TRECHO CITADO:
--- --- ---
III)   No que respeita ao decretamento provisório das providências cautelares além de se reafirmarem os critérios específicos de decisão cautelar ainda que com base em averiguação sumária a lei determina que a providência nunca pode ser decretada sem audição da entidade requerida, ainda que por meio de expedito ( artigo 4º da Lei).
Determina ainda que a não verificação destes pressuposto especiais de decretamento da  providência não equivale a impossibilidade ou insuficiência de decretamento provisório para efeitos de uso do processo de intimação para a proteção de direitos liberdades e garantias. (artigo 5°/1 da Lei).
IV)  Esta ultima referência ao disposto no artigo 5º/1, releva essencialmente no âmbito do processo urgente de intimação para proteção de direitos, liberdades e garantias que é um meio processual que se destina a obter uma decisão de mérito que assegure, numa situação concreta a proteção daqueles direitos, liberdades e garantias, pois vem eliminar o requisito negativo do artigo 109º do CPTA.
Quanto a este processo urgente, como relevo e inovação que resultaram do CPTA, ele fica praticamente inutilizado para aqueles militares, pois deixa de se poder conjugar o n.º 1 do artigo 109.º com o disposto no artigo 131.º do citado Código. Dizendo-se, na verdade, que a não verificação dos pressupostos do decretamento provisório de uma providência não equivale à impossibilidade ou insuficiência do decretamento provisório, para efeitos do referido artigo109.º, ficará sempre por demonstrar o requisito negativo que é suposto na parte final do n.º1 do mesmo artigo 109.º.
No entanto o Professor Vieira de Andrade considera a norma constante do artigo 5º/2 da Lei nº.34/2007, supérflua porque, o requisito legal da impossibilidade ou insuficiência do decretamento provisório de uma providência cautelar previsto no disposto do artigo 109º do CPTA (conjugado com o artigo 131° do mesmo código), visa apenas diferenciar a tutela urgente principal da tutela urgente cautelar e como é obvio, a nova norma não pode significar a exclusão do uso da intimação quando haja necessidade de uma decisão de mérito urgente no âmbito da disciplina militar.
V)  Neste seguimento, e para finalizar a análise no âmbito da intimação para proteção de direitos, liberdades e garantias é de mencionar que o artigo 5º/2 da Lei em questão, estabelece um regime que não se compadece com qualquer urgência, consubstanciando na denegação no domínio da disciplina militar, do acesso a tutela jurisdicional em situações de especial urgência, em termos que segundo o Professor Viera de Andrade se afiguram desproporcionais e por isso desconformes com a garantia constitucional dos artigos 268º/4 e 20º/5 da CRP.
Isto porque o respetivo artigo exige aos assessores militares do Ministério Público que junto dos tribunais administrativos emitam um parecer prévio, não vinculativo, relativamente aos requerimentos de intimação para a proteção de direitos, liberdades e garantias, requerimentos para adoção de providências cautelares e decisões que ponham termo ao processo.
--- --- ---
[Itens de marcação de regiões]
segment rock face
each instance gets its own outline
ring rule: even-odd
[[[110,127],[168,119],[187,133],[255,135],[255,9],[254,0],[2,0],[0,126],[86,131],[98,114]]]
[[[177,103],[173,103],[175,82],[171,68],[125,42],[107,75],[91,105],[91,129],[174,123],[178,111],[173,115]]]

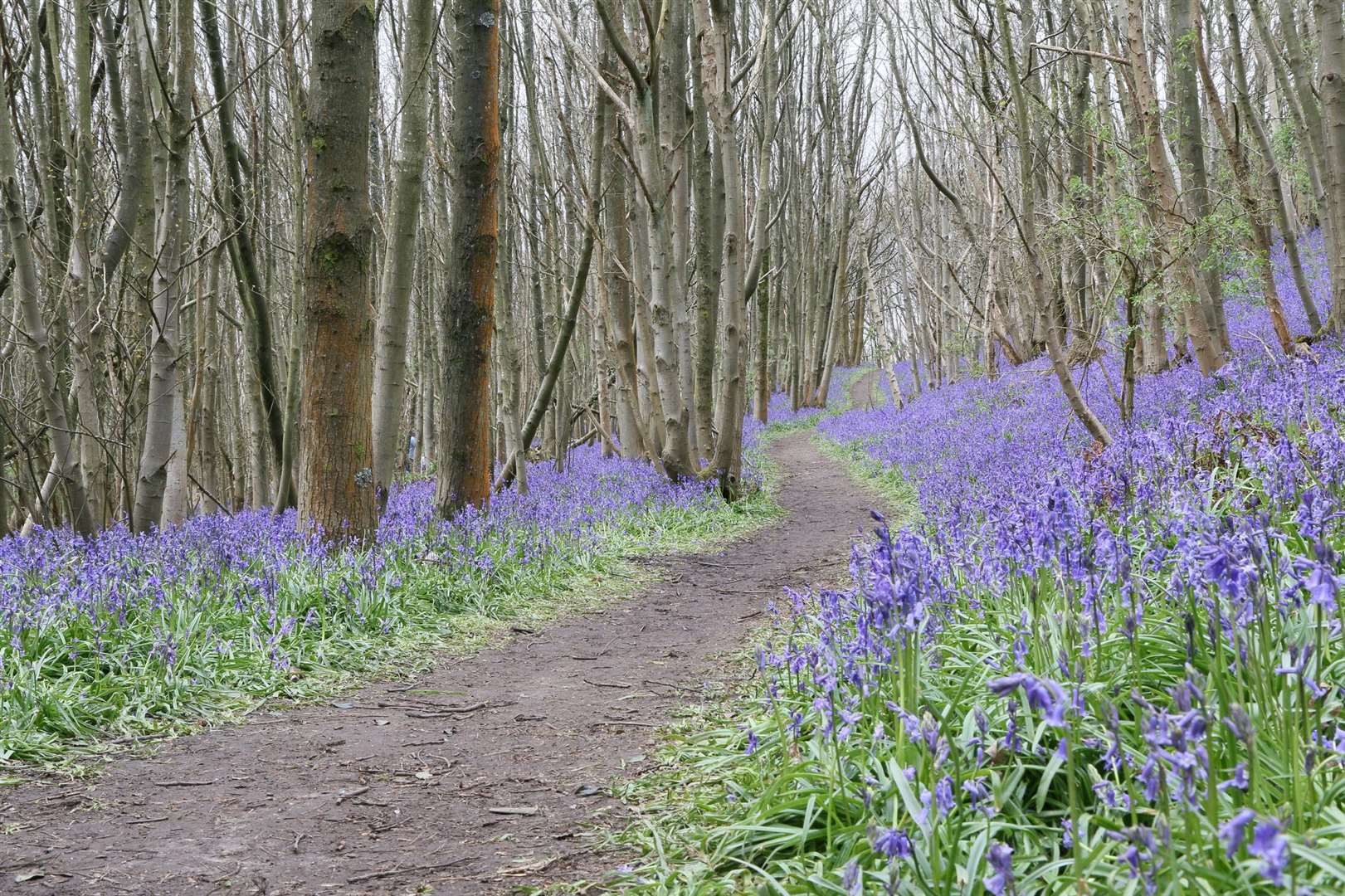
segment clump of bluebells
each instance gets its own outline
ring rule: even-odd
[[[1345,889],[1345,350],[1228,312],[1233,361],[1128,424],[1115,359],[1079,373],[1106,451],[1041,369],[819,422],[919,522],[779,609],[705,853],[819,892]]]
[[[638,549],[722,509],[597,448],[529,480],[449,522],[432,483],[409,482],[367,550],[299,534],[293,511],[0,539],[0,760],[301,694],[317,673],[389,659],[398,634],[441,631],[444,613],[514,612],[612,560],[612,539]]]

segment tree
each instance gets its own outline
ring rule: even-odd
[[[374,11],[359,0],[315,0],[312,30],[299,525],[367,539],[378,525],[370,467]]]
[[[490,361],[500,163],[500,0],[455,0],[452,9],[453,223],[436,322],[443,381],[434,503],[444,517],[490,502]]]

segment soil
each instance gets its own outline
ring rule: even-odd
[[[873,374],[854,387],[872,396]],[[859,402],[857,402],[859,404]],[[861,405],[862,406],[862,405]],[[413,681],[258,713],[120,757],[94,780],[0,788],[0,893],[502,893],[600,877],[656,729],[722,677],[783,587],[834,577],[876,498],[773,445],[790,515],[659,581]]]

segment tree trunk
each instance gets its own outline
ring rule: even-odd
[[[416,234],[420,231],[420,206],[425,192],[422,170],[428,145],[428,87],[429,69],[434,65],[436,9],[433,0],[410,0],[402,26],[402,96],[398,104],[402,124],[374,347],[374,488],[379,503],[387,500],[402,447],[406,331],[410,326],[412,277],[416,273]]]
[[[490,502],[500,157],[500,0],[455,0],[452,12],[453,225],[438,319],[443,390],[434,488],[434,503],[444,517]]]
[[[130,522],[136,531],[148,531],[163,522],[168,465],[174,451],[174,428],[182,416],[179,389],[182,256],[187,227],[191,183],[187,156],[191,145],[188,112],[195,83],[195,20],[192,0],[178,0],[175,9],[176,71],[174,102],[168,113],[168,178],[155,252],[152,342],[149,361],[149,401],[145,406],[145,441],[140,453],[140,476]],[[183,445],[184,447],[184,445]]]
[[[367,541],[378,526],[370,468],[373,8],[317,0],[312,31],[299,526],[327,539]]]

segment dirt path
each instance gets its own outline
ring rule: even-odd
[[[611,779],[781,587],[869,525],[874,498],[808,433],[773,453],[790,518],[662,562],[638,597],[93,783],[0,787],[0,893],[496,893],[600,874],[581,834]]]

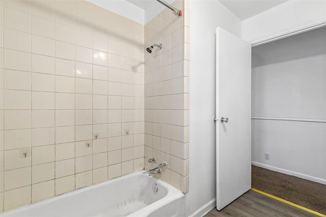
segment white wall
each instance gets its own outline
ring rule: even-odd
[[[241,21],[218,1],[191,1],[189,8],[190,176],[185,208],[186,216],[200,216],[215,206],[216,28],[240,36]]]
[[[323,27],[254,47],[252,82],[253,164],[323,183],[325,38]]]
[[[145,24],[145,11],[125,0],[86,0],[101,8],[137,22]],[[112,22],[107,20],[107,22]]]
[[[324,0],[290,0],[242,21],[242,38],[252,44],[326,21]]]

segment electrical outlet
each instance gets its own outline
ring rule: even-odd
[[[92,147],[92,141],[86,141],[85,142],[85,147],[86,148],[90,148]]]

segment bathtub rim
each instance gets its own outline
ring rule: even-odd
[[[55,202],[59,200],[61,200],[63,198],[65,198],[67,197],[73,196],[74,195],[77,195],[78,194],[81,193],[85,191],[88,191],[89,190],[91,190],[93,188],[96,188],[103,185],[107,185],[108,184],[108,183],[115,183],[119,181],[121,181],[123,179],[128,179],[131,177],[137,176],[139,175],[141,175],[142,176],[148,176],[148,178],[150,179],[155,179],[155,182],[157,182],[158,183],[159,183],[159,184],[163,186],[164,187],[166,188],[167,193],[167,195],[163,198],[146,206],[146,207],[147,207],[147,209],[149,209],[148,210],[147,210],[147,211],[144,212],[144,211],[143,211],[142,212],[141,211],[142,210],[144,209],[144,208],[143,208],[131,213],[130,215],[129,215],[130,217],[132,217],[134,216],[139,216],[138,215],[133,215],[134,213],[141,213],[142,215],[143,215],[145,213],[148,213],[148,214],[149,214],[152,213],[153,211],[154,211],[155,210],[154,208],[157,207],[157,205],[160,205],[160,206],[165,205],[168,204],[169,202],[184,197],[184,194],[181,191],[177,189],[176,188],[175,188],[170,184],[169,184],[161,179],[157,179],[153,176],[148,176],[148,172],[146,171],[141,170],[140,171],[134,172],[133,173],[131,173],[125,175],[123,175],[122,176],[119,176],[116,178],[113,178],[112,179],[105,180],[102,182],[92,184],[90,186],[83,187],[78,189],[73,190],[71,192],[66,192],[65,193],[64,193],[60,195],[55,196],[53,197],[45,199],[41,201],[35,202],[34,203],[30,203],[29,204],[26,204],[17,208],[10,209],[0,213],[0,217],[3,217],[3,216],[6,217],[7,216],[7,214],[9,214],[14,215],[15,213],[19,213],[21,211],[23,211],[23,210],[25,209],[33,208],[34,207],[38,207],[42,205],[44,205],[53,202]],[[151,188],[152,186],[149,186],[149,187]],[[10,216],[15,216],[15,215],[10,215]]]

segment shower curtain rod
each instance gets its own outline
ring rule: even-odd
[[[175,8],[174,7],[171,6],[171,5],[168,4],[166,2],[164,2],[163,0],[156,0],[157,2],[164,5],[167,8],[169,8],[171,10],[173,11],[173,13],[175,15],[181,16],[182,15],[182,11],[178,10],[177,8]]]

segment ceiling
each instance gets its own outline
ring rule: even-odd
[[[241,20],[254,16],[288,0],[220,0]]]
[[[155,0],[126,1],[145,10],[150,3]],[[243,20],[282,3],[287,2],[288,1],[288,0],[220,0],[220,2],[228,8],[230,11],[235,14],[241,20]]]
[[[146,9],[147,6],[154,0],[126,0],[131,4],[135,5],[139,8],[141,8],[144,10]]]

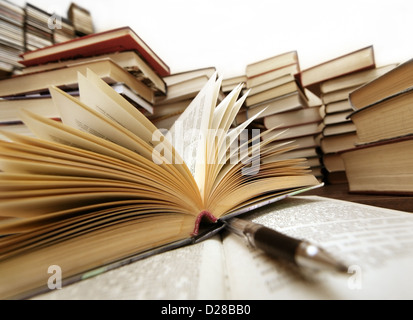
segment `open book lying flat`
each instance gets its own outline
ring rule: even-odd
[[[224,232],[196,245],[63,286],[62,290],[36,299],[413,298],[411,213],[297,196],[259,208],[242,218],[321,245],[348,264],[348,273],[304,273]]]
[[[79,278],[319,185],[304,159],[261,163],[293,146],[246,135],[253,118],[230,130],[246,96],[216,106],[216,75],[164,134],[89,70],[78,80],[80,100],[50,88],[63,123],[22,110],[39,138],[3,132],[1,298],[47,289],[50,266]]]

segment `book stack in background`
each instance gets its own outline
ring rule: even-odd
[[[80,37],[26,52],[23,74],[0,82],[1,129],[30,134],[19,109],[59,120],[48,88],[79,96],[78,72],[90,69],[145,115],[153,114],[155,97],[166,94],[162,77],[170,73],[155,52],[130,28]]]
[[[342,153],[351,192],[413,194],[413,60],[356,89],[357,146]]]
[[[33,51],[53,44],[53,28],[49,27],[52,14],[27,3],[25,7],[25,40],[26,51]]]
[[[296,51],[247,65],[244,93],[249,90],[249,94],[237,116],[237,123],[243,123],[263,110],[256,120],[305,105],[307,98],[295,78],[299,71]]]
[[[263,137],[264,141],[280,135],[274,145],[292,141],[291,146],[295,147],[281,156],[263,159],[263,163],[306,158],[312,173],[322,180],[321,163],[314,139],[320,132],[321,100],[302,88],[297,77],[299,72],[296,51],[247,65],[244,93],[249,91],[249,95],[237,116],[237,124],[259,114],[250,127],[272,130]]]
[[[156,97],[149,120],[158,129],[169,130],[215,72],[215,67],[206,67],[164,77],[168,92]]]
[[[0,79],[18,73],[22,67],[24,17],[23,8],[0,0]]]
[[[53,17],[56,25],[53,32],[53,43],[62,43],[76,38],[72,21],[56,14]]]
[[[339,152],[354,147],[356,130],[347,117],[353,111],[348,96],[366,82],[376,68],[372,46],[325,61],[301,73],[305,88],[324,105],[322,132],[317,138],[322,156],[324,182],[347,183]]]
[[[76,3],[72,3],[67,13],[69,20],[72,21],[76,35],[85,36],[95,31],[92,15],[89,10],[82,8]]]

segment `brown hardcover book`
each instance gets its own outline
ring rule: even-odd
[[[413,87],[413,59],[354,90],[349,99],[353,109],[358,110],[410,87]]]
[[[303,108],[299,110],[283,112],[264,118],[264,126],[271,128],[288,128],[302,124],[321,122],[322,117],[319,108]]]
[[[413,194],[413,136],[342,153],[351,192]]]
[[[413,87],[350,115],[359,143],[413,134]]]
[[[27,67],[79,57],[135,50],[161,77],[170,75],[169,66],[129,27],[93,33],[22,55]]]
[[[248,78],[256,77],[292,64],[299,64],[297,51],[286,52],[274,57],[251,63],[246,67]]]
[[[375,66],[373,46],[369,46],[303,70],[301,84],[319,94],[322,82]]]
[[[78,73],[86,74],[88,69],[107,83],[125,83],[147,102],[154,102],[155,94],[153,90],[110,59],[73,64],[61,69],[20,75],[2,80],[0,82],[0,97],[47,91],[50,86],[76,89]]]

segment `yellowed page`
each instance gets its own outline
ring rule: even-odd
[[[168,140],[173,141],[200,189],[205,181],[206,137],[216,106],[219,84],[215,73],[166,135]]]

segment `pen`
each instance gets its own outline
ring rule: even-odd
[[[298,267],[347,273],[348,268],[324,249],[308,241],[295,239],[261,224],[232,218],[224,222],[227,229],[245,238],[254,248]]]

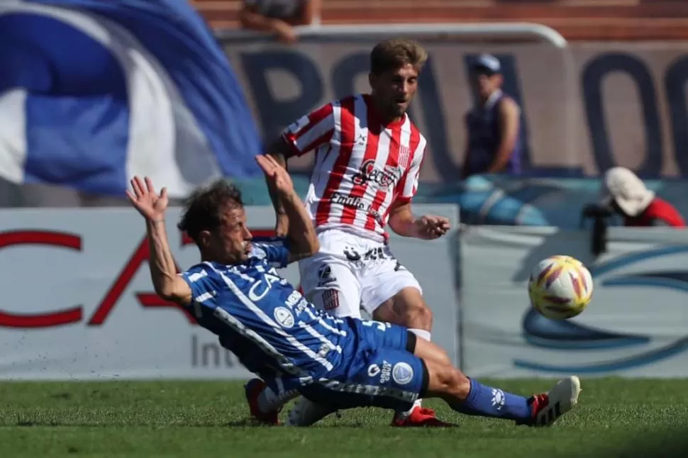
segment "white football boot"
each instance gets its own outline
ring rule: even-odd
[[[528,400],[533,417],[528,421],[516,422],[541,428],[550,426],[578,403],[580,380],[576,376],[562,379],[547,393],[533,396]]]

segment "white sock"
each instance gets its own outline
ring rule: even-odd
[[[419,337],[423,337],[426,340],[430,340],[430,336],[431,336],[430,331],[426,331],[424,329],[414,329],[414,328],[409,328],[409,330]],[[411,413],[414,410],[414,409],[415,409],[417,407],[421,407],[421,401],[420,399],[416,399],[416,402],[414,403],[413,407],[411,407],[410,409],[409,409],[406,412],[397,412],[396,413],[397,418],[406,418],[409,415],[411,415]]]

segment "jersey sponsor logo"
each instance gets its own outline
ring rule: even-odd
[[[351,247],[344,247],[344,255],[346,259],[352,262],[356,261],[377,261],[381,259],[393,259],[392,255],[384,250],[384,247],[376,247],[371,248],[368,251],[361,255],[355,248]],[[399,264],[399,262],[396,263]],[[400,267],[401,268],[401,267]],[[395,269],[395,270],[398,270]]]
[[[284,307],[276,307],[273,313],[274,320],[279,323],[282,328],[289,329],[294,326],[294,315],[288,308]]]
[[[345,207],[361,210],[367,214],[372,216],[378,223],[382,225],[382,215],[377,210],[372,208],[370,203],[364,201],[362,197],[355,197],[348,196],[340,192],[333,192],[330,198],[330,201],[336,205],[341,205]]]
[[[292,291],[292,294],[289,294],[289,296],[287,298],[287,301],[284,301],[284,303],[289,308],[294,308],[294,306],[299,303],[299,301],[303,298],[304,296],[301,296],[301,293],[294,289],[293,291]]]
[[[325,310],[334,310],[339,307],[339,291],[336,289],[323,291],[323,307]]]
[[[251,285],[251,289],[248,290],[248,297],[253,302],[257,302],[265,297],[274,284],[280,282],[282,282],[281,277],[273,274],[266,273],[263,275],[262,279]]]
[[[387,361],[382,361],[382,369],[380,371],[380,384],[389,381],[389,376],[392,374],[392,364]]]
[[[326,264],[318,269],[318,285],[323,286],[328,283],[336,281],[337,279],[332,274],[332,267]]]
[[[368,181],[377,183],[381,187],[390,188],[396,184],[401,173],[397,167],[387,165],[382,169],[375,168],[375,160],[369,159],[361,164],[361,168],[351,178],[354,184],[365,184]]]
[[[397,160],[399,172],[402,172],[409,167],[409,157],[411,157],[411,149],[407,146],[399,147],[399,160]]]
[[[413,380],[414,369],[408,363],[398,362],[392,371],[392,377],[399,385],[406,385]]]
[[[370,364],[368,366],[368,376],[374,377],[380,373],[380,367],[377,364]]]

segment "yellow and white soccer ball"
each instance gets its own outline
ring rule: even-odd
[[[583,263],[570,256],[550,256],[531,272],[531,304],[544,316],[566,320],[576,316],[592,298],[592,276]]]

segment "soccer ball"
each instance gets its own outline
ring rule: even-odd
[[[528,282],[531,304],[552,320],[576,316],[592,298],[592,276],[570,256],[550,256],[533,267]]]

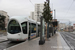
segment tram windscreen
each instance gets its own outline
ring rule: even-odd
[[[8,32],[11,34],[16,34],[21,32],[19,23],[15,20],[11,20],[8,24]]]

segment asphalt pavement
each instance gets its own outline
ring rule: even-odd
[[[75,34],[71,32],[60,32],[66,43],[72,50],[75,50]]]

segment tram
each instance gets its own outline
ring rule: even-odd
[[[7,25],[7,39],[10,41],[25,41],[39,36],[40,23],[28,17],[10,17]]]

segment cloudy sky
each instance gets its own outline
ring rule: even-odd
[[[44,3],[45,0],[0,0],[0,10],[4,10],[9,16],[29,16],[34,11],[36,3]],[[50,0],[51,9],[56,10],[56,18],[63,21],[75,22],[75,0]],[[65,20],[64,20],[65,19]]]

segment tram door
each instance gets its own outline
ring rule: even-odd
[[[30,35],[31,35],[31,24],[29,23],[29,34],[28,34],[28,40],[30,40]]]

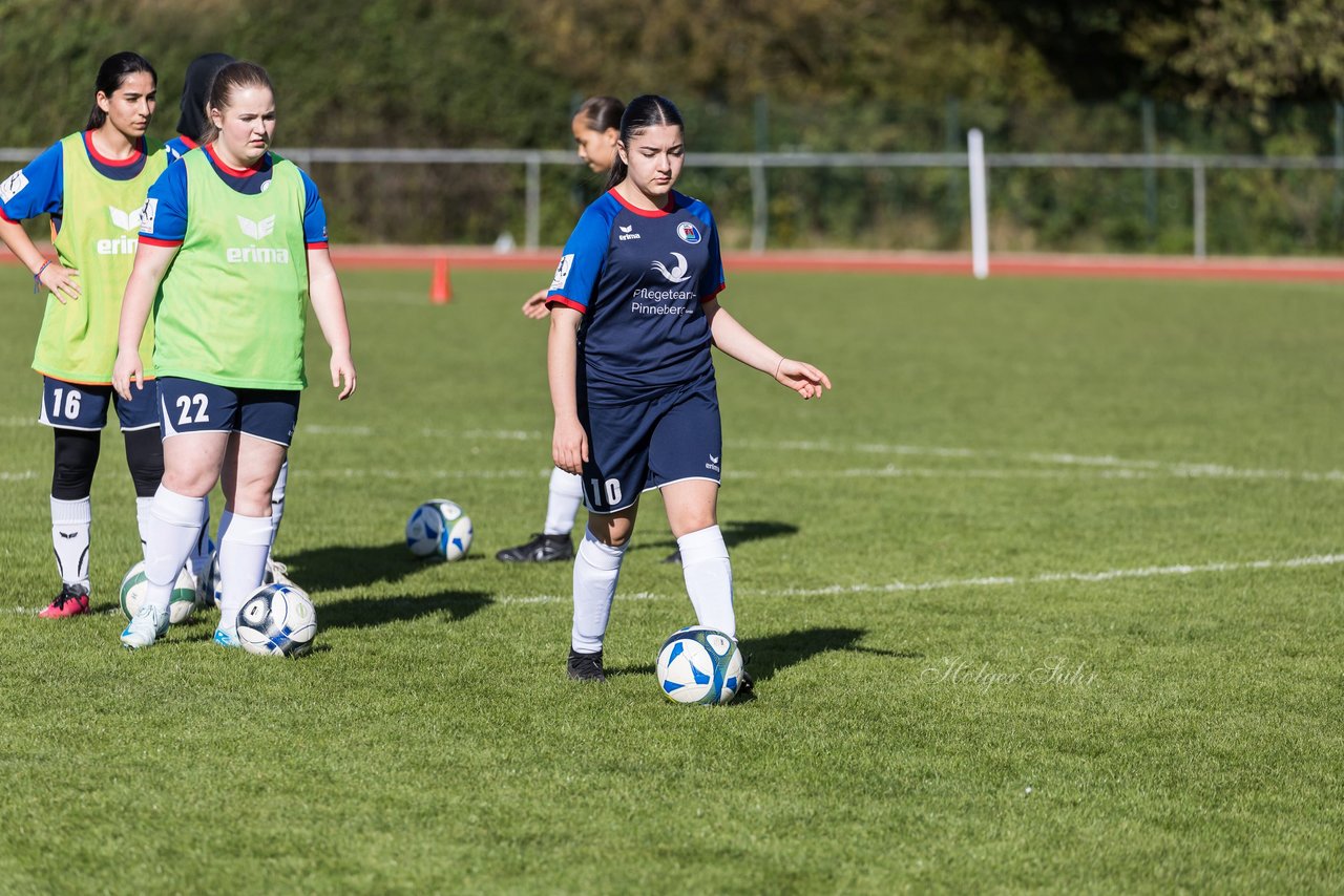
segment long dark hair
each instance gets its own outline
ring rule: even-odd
--- --- ---
QUESTÃO A RESOLVER:
De acordo com o trecho citado, a quem cabe emitir o parecer prévio não vinculativo?

RESPOSTA À QUESTÃO:
Aos assessores militares do Ministério Público junto dos tribunais administrativos.